TEXT –
Thirty One – Twenty One President Adam Tilley, Magnussen CEO Nathan Cressman address the market for ‘Affordable Luxury’
HIGH POINT – Recently, case goods resource Magnussen Home announced the formation of a brand it has been working on for over the past year or so as part of a strategy to capture a segment of the market seeking upper-end quality case goods.
Thirty One – Twenty One Home aims to accomplish that by providing what the company calls “affordable luxury” in the wood furniture segment. It will start with short focused bedroom groups, but will soon expand to other categories including dining, occasional home entertainment and home office.
The goal is to offer product priced 20% to 30% higher than typical Magnussen furniture, which currently offers four-piece bedrooms retailing from $1,999 to $2,499 with some as high as $2,999.
Just before the announcement last week, Magnussen CEO Nathan Cressman and Adam Tilley, president of Thirty One – Twenty One Home, met with Home News Now to talk about the idea behind the brand, the company’s vision for the project and what customers can expect moving forward.
One thing was immediately clear in that conversation: Tilley’s design and merchandising expertise will be the guiding force for a line that helps fill the void for affordable luxury in the marketplace. But Magnussen will be the engine that guides the vehicle in the months – and years – ahead thanks to its expertise in logistics and flow of goods along with its team of seasoned professionals with years of experience in sales and customer service.
It’s these elements – the car – and the engine – that the company believes has been missing from the mix in the upper end segment, particularly as some companies that once excelled in the category have fallen by the wayside for various reasons. At Magnussen, Thirty One – Twenty One Home plans to pick up where they left off and fill the perceived void in the market.
Below is an edited version of the conversation with Tilley and Cressman.
Home News Now: Tell us how the idea of this new brand came about?
Tilley: We certainly understood what the products needed to be and what the price points needed to be. And one of the things I saw with Nathan and had admired from Magnussen for a number of years now is that they can flow goods and they can get product out the door. So we just said if we can take the front end that we were sort of envisioning as this gateway to the upper end and bolt it to the back end of a company like Magnussen, which has built this tremendous proven engine, then you can really do something pretty cool. So that is sort of where the idea started.”
Can you tell us a little about how the line will be priced?
Tilley: We wanted to position ourselves in around 20-30% above where Magnussen sits so someone who is doing business with Magnussen could reach up and buy the Thirty One – Twenty One Home product. It will require a little bit of an expansion of price points on their part, but it’s not some dramatic jump where you have one set that is three times the price of everything else that is on the retail floor. We want to be within striking distance of the Magnussen core customer base right now. But we also think this could be a great opportunity for folks that typically trade in higher end goods that are looking for an opportunity to come down and take some Magnussen product on. So it’s an opportunity to sort of bridge those worlds a little bit.

DIRECTIONS –
1. Write out the part of the furniture brand article that begins at the words "Thirty One – Twenty One Home aims" and stops after "high as $2,999.".
2. Decide whether each statement agrees with the furniture brand article, answering yes or no and quoting the deciding words: (a) The new brand will start with dining groups. (b) Some current Magnussen four-piece bedrooms retail as high as $2,999. (c) Tilley wants the new line priced at three times the Magnussen level.
Work only from the furniture brand article.

RECORDS –
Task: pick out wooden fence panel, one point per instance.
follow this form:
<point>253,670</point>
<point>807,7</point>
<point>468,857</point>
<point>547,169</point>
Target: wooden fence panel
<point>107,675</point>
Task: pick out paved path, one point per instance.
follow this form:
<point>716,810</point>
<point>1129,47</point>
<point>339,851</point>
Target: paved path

ANSWERS TO THE PROBLEMS –
1.
Thirty One – Twenty One Home aims to accomplish that by providing what the company calls “affordable luxury” in the wood furniture segment. It will start with short focused bedroom groups, but will soon expand to other categories including dining, occasional home entertainment and home office.
The goal is to offer product priced 20% to 30% higher than typical Magnussen furniture, which currently offers four-piece bedrooms retailing from $1,999 to $2,499 with some as high as $2,999.

2.
(a) No: "It will start with short focused bedroom groups"
(b) Yes: "with some as high as $2,999"
(c) No: "We wanted to position ourselves in around 20-30% above where Magnussen sits"